PROBLEM REQUIREMENTS: Rewrite the stretch from the start of the rows through the line containing "47), (72, 48)]", both ends included. Keep every line, requests included, but scale each polygon vertex coordinate in the answers by 1.65 and round it to a whole number, with halves rounded up.

(Raw rows)
• • •

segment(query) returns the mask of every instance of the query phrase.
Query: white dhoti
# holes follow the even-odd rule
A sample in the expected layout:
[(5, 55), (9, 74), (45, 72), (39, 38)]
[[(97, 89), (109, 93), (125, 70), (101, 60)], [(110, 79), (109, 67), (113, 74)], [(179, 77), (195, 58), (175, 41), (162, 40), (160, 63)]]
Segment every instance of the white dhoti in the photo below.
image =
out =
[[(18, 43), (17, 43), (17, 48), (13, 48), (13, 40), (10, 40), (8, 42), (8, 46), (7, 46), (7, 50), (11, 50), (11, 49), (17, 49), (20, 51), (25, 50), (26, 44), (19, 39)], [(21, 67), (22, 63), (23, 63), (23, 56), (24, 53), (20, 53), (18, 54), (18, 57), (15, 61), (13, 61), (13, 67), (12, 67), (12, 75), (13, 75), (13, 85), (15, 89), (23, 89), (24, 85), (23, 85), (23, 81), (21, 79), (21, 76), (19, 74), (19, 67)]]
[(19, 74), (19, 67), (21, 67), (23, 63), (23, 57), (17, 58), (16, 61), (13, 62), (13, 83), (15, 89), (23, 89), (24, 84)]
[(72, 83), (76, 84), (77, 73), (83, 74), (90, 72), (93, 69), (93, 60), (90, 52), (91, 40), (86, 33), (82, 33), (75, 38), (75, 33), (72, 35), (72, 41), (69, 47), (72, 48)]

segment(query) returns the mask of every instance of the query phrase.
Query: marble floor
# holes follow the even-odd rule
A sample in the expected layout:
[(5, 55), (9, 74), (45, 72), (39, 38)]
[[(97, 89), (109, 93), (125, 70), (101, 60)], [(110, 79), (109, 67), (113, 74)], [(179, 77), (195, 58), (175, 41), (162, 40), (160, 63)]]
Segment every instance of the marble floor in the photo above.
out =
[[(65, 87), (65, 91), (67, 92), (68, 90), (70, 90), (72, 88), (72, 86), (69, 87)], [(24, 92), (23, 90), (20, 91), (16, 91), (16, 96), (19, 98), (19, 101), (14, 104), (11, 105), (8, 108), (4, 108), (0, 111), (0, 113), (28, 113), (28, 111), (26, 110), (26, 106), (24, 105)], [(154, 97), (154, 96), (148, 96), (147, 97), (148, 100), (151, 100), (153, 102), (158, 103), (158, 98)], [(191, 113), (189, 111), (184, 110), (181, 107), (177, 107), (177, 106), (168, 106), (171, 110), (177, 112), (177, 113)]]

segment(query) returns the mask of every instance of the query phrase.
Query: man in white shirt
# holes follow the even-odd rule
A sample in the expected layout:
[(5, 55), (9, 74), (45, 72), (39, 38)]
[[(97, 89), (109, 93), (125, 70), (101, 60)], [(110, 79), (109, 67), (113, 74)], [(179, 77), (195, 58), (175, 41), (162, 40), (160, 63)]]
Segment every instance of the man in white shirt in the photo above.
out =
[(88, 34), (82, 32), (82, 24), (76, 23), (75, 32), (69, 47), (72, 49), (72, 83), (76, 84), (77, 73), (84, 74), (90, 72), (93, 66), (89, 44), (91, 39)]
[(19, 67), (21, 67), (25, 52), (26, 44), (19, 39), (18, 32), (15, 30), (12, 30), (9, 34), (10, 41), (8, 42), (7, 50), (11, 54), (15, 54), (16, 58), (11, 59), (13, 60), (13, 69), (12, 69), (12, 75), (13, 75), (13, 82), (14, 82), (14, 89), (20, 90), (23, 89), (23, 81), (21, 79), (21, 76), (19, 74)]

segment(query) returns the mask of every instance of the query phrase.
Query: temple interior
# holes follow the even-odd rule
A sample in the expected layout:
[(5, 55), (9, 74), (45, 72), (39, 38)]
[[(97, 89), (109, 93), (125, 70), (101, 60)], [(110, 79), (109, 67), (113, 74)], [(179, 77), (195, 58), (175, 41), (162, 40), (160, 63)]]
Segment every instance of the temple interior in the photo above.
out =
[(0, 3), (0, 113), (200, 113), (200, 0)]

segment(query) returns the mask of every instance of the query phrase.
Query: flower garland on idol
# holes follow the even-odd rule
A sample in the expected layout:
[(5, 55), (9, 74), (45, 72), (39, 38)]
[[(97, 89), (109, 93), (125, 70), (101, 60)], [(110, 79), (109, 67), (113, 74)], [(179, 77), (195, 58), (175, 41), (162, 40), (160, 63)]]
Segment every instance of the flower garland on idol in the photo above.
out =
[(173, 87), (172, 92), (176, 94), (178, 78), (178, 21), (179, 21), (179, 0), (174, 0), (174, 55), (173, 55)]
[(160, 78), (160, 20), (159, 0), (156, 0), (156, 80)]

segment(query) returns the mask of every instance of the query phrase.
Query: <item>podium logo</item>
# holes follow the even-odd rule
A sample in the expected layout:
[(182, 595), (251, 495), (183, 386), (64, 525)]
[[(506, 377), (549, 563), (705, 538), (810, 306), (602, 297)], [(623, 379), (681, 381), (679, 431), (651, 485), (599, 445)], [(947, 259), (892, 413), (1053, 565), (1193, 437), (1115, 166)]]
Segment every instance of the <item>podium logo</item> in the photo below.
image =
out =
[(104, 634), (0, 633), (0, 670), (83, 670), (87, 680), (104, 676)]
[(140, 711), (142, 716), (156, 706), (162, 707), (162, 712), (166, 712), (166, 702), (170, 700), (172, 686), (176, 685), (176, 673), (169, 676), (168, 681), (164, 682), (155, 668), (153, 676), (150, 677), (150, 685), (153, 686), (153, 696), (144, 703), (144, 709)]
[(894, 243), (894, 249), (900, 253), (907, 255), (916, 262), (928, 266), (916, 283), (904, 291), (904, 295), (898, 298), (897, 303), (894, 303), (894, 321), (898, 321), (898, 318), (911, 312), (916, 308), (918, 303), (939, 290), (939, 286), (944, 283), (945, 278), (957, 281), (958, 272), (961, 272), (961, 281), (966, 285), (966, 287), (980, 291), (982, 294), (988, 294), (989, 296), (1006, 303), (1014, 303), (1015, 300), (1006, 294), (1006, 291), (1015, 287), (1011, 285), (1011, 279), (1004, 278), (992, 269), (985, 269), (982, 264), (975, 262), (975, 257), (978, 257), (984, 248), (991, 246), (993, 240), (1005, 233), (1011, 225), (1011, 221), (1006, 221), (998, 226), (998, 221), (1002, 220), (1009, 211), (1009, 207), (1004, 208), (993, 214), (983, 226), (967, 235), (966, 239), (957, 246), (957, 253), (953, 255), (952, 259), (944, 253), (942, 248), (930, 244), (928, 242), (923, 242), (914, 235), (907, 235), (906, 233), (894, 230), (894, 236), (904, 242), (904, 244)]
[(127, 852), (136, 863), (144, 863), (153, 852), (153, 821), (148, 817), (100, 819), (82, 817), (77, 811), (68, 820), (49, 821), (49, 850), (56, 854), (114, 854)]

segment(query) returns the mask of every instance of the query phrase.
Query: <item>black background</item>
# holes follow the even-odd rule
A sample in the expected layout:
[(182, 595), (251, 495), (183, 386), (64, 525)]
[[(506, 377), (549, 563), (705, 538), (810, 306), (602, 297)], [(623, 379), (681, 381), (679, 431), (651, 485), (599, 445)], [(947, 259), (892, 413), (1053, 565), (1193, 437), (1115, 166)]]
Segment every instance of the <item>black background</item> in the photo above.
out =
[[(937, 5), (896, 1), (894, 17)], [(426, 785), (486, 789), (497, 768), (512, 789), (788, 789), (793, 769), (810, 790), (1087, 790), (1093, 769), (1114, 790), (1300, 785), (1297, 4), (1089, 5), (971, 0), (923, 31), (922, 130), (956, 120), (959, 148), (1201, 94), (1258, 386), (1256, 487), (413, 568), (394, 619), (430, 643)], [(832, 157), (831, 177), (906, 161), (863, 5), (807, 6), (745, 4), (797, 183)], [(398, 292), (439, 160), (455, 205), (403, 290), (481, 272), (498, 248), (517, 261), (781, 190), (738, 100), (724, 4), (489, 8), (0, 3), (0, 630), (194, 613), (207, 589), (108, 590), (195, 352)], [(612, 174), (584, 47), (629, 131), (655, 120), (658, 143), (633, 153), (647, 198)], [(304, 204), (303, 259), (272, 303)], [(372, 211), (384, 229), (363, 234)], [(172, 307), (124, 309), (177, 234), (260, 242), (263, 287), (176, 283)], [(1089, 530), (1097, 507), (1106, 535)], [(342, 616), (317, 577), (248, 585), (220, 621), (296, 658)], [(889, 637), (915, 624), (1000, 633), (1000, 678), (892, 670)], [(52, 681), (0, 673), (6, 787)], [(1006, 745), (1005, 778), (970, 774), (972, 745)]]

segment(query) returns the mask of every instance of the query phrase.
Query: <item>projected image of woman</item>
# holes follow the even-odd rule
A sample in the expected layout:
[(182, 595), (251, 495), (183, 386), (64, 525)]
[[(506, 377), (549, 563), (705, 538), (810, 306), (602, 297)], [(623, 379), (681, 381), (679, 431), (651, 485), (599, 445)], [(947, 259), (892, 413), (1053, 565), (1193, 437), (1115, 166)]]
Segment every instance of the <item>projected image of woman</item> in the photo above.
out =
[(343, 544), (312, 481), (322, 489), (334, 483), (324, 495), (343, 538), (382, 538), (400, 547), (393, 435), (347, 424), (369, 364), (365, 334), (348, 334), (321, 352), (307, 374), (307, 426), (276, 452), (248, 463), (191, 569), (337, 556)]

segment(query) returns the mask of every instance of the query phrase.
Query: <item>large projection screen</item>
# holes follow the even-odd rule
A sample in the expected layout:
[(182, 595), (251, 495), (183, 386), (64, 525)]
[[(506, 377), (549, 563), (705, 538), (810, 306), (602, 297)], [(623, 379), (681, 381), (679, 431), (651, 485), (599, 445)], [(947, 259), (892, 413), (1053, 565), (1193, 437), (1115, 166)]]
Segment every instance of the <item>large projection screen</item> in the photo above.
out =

• • •

THE OUTPUT:
segment(query) returns the mask of every instance of the query phrase.
Query: white dhoti
# holes follow the even-odd rule
A sample in the expected layout:
[(5, 55), (9, 74), (45, 72), (39, 38)]
[[(97, 89), (109, 93), (125, 70), (101, 60)], [(110, 79), (109, 67), (113, 74)], [(179, 77), (195, 58), (175, 41), (162, 40), (160, 63)]]
Segment every instance of the white dhoti in the photo below.
image =
out =
[[(30, 71), (28, 71), (28, 79), (21, 79), (21, 66), (17, 66), (13, 69), (13, 76), (12, 76), (12, 83), (18, 83), (18, 81), (28, 81), (33, 84), (41, 83), (43, 73), (31, 64)], [(35, 111), (36, 104), (38, 104), (38, 92), (40, 87), (33, 87), (30, 89), (30, 94), (25, 101), (21, 101), (21, 111), (20, 111), (20, 124), (21, 124), (21, 140), (25, 147), (38, 147), (40, 140), (38, 140), (38, 134), (35, 130), (35, 125), (31, 122), (31, 111)]]
[(31, 122), (31, 111), (35, 111), (38, 104), (38, 94), (28, 96), (26, 101), (21, 102), (21, 137), (25, 147), (38, 147), (40, 139)]
[(119, 137), (125, 139), (127, 120), (137, 122), (149, 119), (153, 114), (153, 99), (149, 86), (150, 66), (142, 54), (135, 54), (124, 63), (124, 54), (119, 58), (119, 68), (114, 78), (119, 79)]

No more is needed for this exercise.